** Start of RECORD EXCERPTS **

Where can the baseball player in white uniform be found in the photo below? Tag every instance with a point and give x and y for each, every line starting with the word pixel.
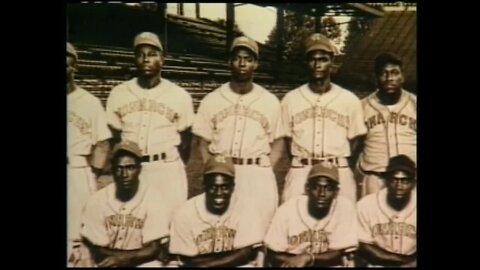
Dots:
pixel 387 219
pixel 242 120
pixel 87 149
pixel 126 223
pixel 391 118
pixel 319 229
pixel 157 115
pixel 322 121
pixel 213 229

** End of RECORD EXCERPTS **

- _PROBLEM DETAILS_
Update the records above so that "white uniform" becomes "light-colored uniform" and everything else stays the same. Leave the pictures out of your answer.

- _THE RESULT_
Where can the baseball player in light-colored uniform be found in the photo below? Tag every instance with a point and give x and y for each, every line starting with the word pixel.
Dots:
pixel 387 219
pixel 242 120
pixel 87 149
pixel 126 223
pixel 391 118
pixel 319 229
pixel 157 115
pixel 322 121
pixel 213 229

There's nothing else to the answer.